Pick out every line of the rows below that contains the string "instance" and copy each one in full. Case matters, so match only that exact capitalization.

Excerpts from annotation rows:
+===+

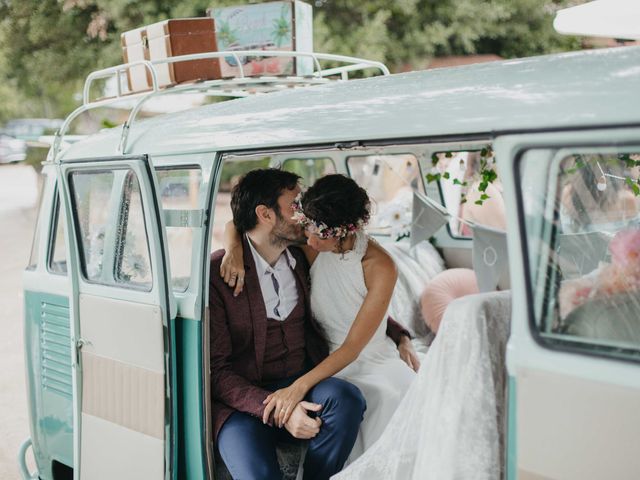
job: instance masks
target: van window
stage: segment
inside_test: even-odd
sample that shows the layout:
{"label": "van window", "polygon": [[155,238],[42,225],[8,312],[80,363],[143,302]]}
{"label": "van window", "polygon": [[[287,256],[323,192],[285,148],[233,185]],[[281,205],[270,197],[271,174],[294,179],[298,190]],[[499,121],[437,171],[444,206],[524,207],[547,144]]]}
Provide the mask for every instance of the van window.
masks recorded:
{"label": "van window", "polygon": [[554,161],[529,151],[522,158],[535,321],[545,341],[640,356],[636,152],[575,152]]}
{"label": "van window", "polygon": [[65,244],[66,229],[62,219],[62,199],[60,192],[56,192],[53,216],[53,235],[49,250],[49,271],[59,275],[67,274],[67,246]]}
{"label": "van window", "polygon": [[134,172],[72,172],[70,184],[84,278],[151,289],[149,243]]}
{"label": "van window", "polygon": [[428,182],[439,181],[442,202],[451,215],[454,237],[472,237],[469,223],[505,230],[502,185],[490,148],[436,152],[431,156]]}
{"label": "van window", "polygon": [[347,158],[349,175],[372,200],[367,230],[394,240],[408,237],[412,222],[413,191],[424,193],[415,155],[359,155]]}
{"label": "van window", "polygon": [[151,260],[140,183],[132,171],[127,173],[122,191],[115,258],[118,283],[151,290]]}
{"label": "van window", "polygon": [[[199,167],[162,169],[156,172],[162,208],[193,211],[199,208],[202,171]],[[189,288],[194,227],[167,226],[167,243],[173,290]]]}
{"label": "van window", "polygon": [[104,239],[109,221],[113,172],[73,172],[73,211],[79,227],[82,273],[92,282],[103,279]]}
{"label": "van window", "polygon": [[39,192],[40,202],[38,203],[38,211],[36,212],[36,221],[35,221],[35,229],[33,232],[33,240],[31,241],[31,253],[29,254],[29,263],[27,265],[27,270],[35,270],[38,267],[38,256],[40,249],[40,215],[42,212],[42,205],[45,202],[44,192],[46,191],[47,185],[47,174],[42,175],[42,188]]}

+===+

COMPLETED EXERCISE:
job: instance masks
Provide the mask for every instance of the van window.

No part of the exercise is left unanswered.